Problem details:
Count the lines in the records below that contain the word "house", and reply with that number alone.

Data rows:
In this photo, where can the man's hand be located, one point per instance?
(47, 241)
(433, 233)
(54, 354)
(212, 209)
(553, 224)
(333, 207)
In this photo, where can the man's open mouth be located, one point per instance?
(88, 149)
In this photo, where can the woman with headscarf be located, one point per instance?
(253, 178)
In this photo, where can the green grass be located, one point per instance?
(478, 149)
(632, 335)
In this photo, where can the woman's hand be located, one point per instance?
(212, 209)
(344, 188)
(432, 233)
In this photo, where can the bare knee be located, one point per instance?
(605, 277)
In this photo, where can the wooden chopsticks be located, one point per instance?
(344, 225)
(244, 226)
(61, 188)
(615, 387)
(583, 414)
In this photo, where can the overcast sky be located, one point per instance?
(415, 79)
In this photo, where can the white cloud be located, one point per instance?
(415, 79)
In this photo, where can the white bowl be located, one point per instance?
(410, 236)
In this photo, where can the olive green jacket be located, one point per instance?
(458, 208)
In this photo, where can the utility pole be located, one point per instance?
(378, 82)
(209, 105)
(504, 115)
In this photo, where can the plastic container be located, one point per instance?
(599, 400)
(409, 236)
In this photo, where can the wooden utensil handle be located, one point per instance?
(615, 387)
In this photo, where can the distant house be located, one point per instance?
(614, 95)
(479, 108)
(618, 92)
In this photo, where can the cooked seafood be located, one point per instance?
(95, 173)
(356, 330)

==

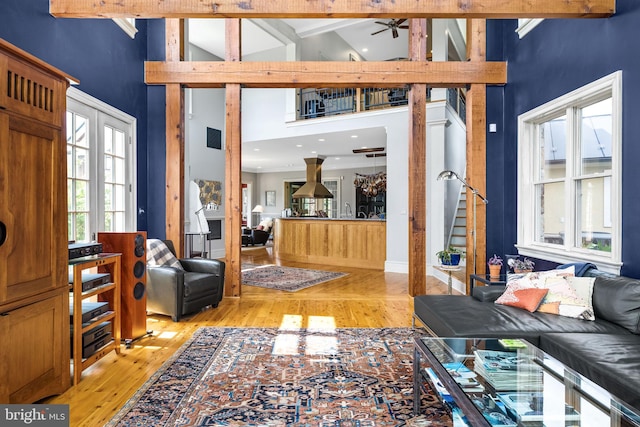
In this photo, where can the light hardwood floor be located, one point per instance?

* * *

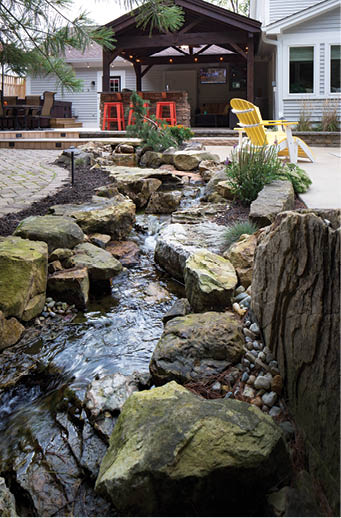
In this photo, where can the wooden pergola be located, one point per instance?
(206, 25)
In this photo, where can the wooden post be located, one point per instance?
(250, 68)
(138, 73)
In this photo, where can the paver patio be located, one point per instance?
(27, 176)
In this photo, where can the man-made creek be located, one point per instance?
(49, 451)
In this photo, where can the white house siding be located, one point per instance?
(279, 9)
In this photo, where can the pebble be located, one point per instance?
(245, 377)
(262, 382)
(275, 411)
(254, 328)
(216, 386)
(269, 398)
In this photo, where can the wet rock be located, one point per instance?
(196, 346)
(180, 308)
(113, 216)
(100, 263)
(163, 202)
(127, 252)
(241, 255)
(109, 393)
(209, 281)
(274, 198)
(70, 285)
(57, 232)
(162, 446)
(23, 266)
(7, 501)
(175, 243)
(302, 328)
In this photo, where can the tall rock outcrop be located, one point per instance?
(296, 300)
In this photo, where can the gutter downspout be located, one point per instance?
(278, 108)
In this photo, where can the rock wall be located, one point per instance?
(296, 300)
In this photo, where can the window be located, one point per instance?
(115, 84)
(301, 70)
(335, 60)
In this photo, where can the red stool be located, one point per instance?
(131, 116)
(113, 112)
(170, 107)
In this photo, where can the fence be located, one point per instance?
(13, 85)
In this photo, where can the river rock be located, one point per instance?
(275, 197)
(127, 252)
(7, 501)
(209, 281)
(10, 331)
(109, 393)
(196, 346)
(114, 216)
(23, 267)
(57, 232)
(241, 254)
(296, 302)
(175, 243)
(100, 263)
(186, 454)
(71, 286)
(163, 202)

Answer to this exercise:
2